*LIST OF TASKS*:
1. In the reading passage on groupers in Monaco, set down the part from "Why do we still" up to and including "buying endangered species!" word for word.
2. List every year for which the passage on groupers in Monaco gives a count of groupers observed.
3. Continue the passage on groupers in Monaco, starting after its last sentence.
[READING PASSAGE — start]
In Monaco, the Sovereign Order of 1993, reinforced by theOrder of 2011, prohibits all fishing and ensures the protection of the brown grouper as well as the corb, another vulnerable species. Thanks to this specific protection, to the Larvotto Reserve and to the presence of very favourable habitats and abundant food, the brown grouper is once again abundant in the waters of the Principality of Monaco, particularly at the foot of the Oceanographic Museum.

Did you know?

Why do we still find brown groupers on the fishmongers’ shelves? Simply because the use of nets to catch them is still allowed. Specimens imported from unregulated areas may also be offered for sale. It is up to us as consumers to avoid buying endangered species!

The principality takes care of the groupers

Since 1993, under the control of the Environment Department, the Monegasque Association for the Protection of Nature, assisted by the Grouper Study Group, has been carrying out a regular inventory of groupers in Monegasque waters, from the surface to a depth of 40 m, with the natural participation of divers from the Oceanographic Museum. From year to year, the numbers observed increase (15 individuals in 1993, 12 in 1998, 83 in 2006, 105 in 2009, 75 in 2012). Large specimens of 1.40 m are now numerous and juveniles of all sizes are observed on the shallows.
[READING PASSAGE — finish]
[SUPPLIED RECORDS — start]
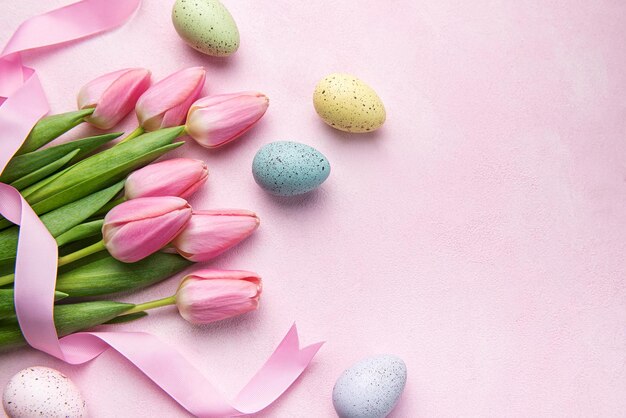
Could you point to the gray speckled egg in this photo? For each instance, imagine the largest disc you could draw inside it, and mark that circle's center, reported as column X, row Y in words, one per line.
column 286, row 168
column 348, row 104
column 370, row 388
column 42, row 392
column 206, row 25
[SUPPLIED RECORDS — finish]
*RESULTS*:
1.
Why do we still find brown groupers on the fishmongers’ shelves? Simply because the use of nets to catch them is still allowed. Specimens imported from unregulated areas may also be offered for sale. It is up to us as consumers to avoid buying endangered species!

2. 1993, 1998, 2006, 2009, 2012

3.
The Oceanographic Museum also gets wet...

The Museum also comes to the rescue of specimens in difficulty that are entrusted to it by fishermen or divers, as was the case at the end of 2018, with several individuals affected by a viral infection, already observed in the past on several occasions in the Mediterranean in Crete, Libya, Malta, and Corsica. With the Monegasque Marine Species Care Centre created in 2019 to care for turtles and other species, these interventions are now facilitated. The cured groupers return to the sea to be in protected areas such as the Larvotto Underwater Reserve. Watch the video of the release of the young grouper “Enzo”.

The merou, a long-time star at the aquarium

Many visitors discover this heritage species at the Oceanographic Museum. This is not new, since the Aquarium, then directed by Doctor Miroslav Oxner, was already presenting them in 1920! One of them, now kept in the Museum’s collections, lived there for more than 29 years. Four different species (badèche, brown, white and royal grouper) can now be seen in the completely renovated section dedicated to the Mediterranean.
If the grouper intrigues visitors, it also inspires artists! Numerous objects bearing his likeness, both works of art and manufactured objects, can be found in the collections of the Oceanographic Institute!
In 2010, a grouper from the Museum was used as a model for the 100 Reais banknote issued by the Central Bank of Brazil, which is still in circulation today, and the Principality even dedicated a postage stamp to it in 2018!

An asset for the blue economy, tourism and fishing...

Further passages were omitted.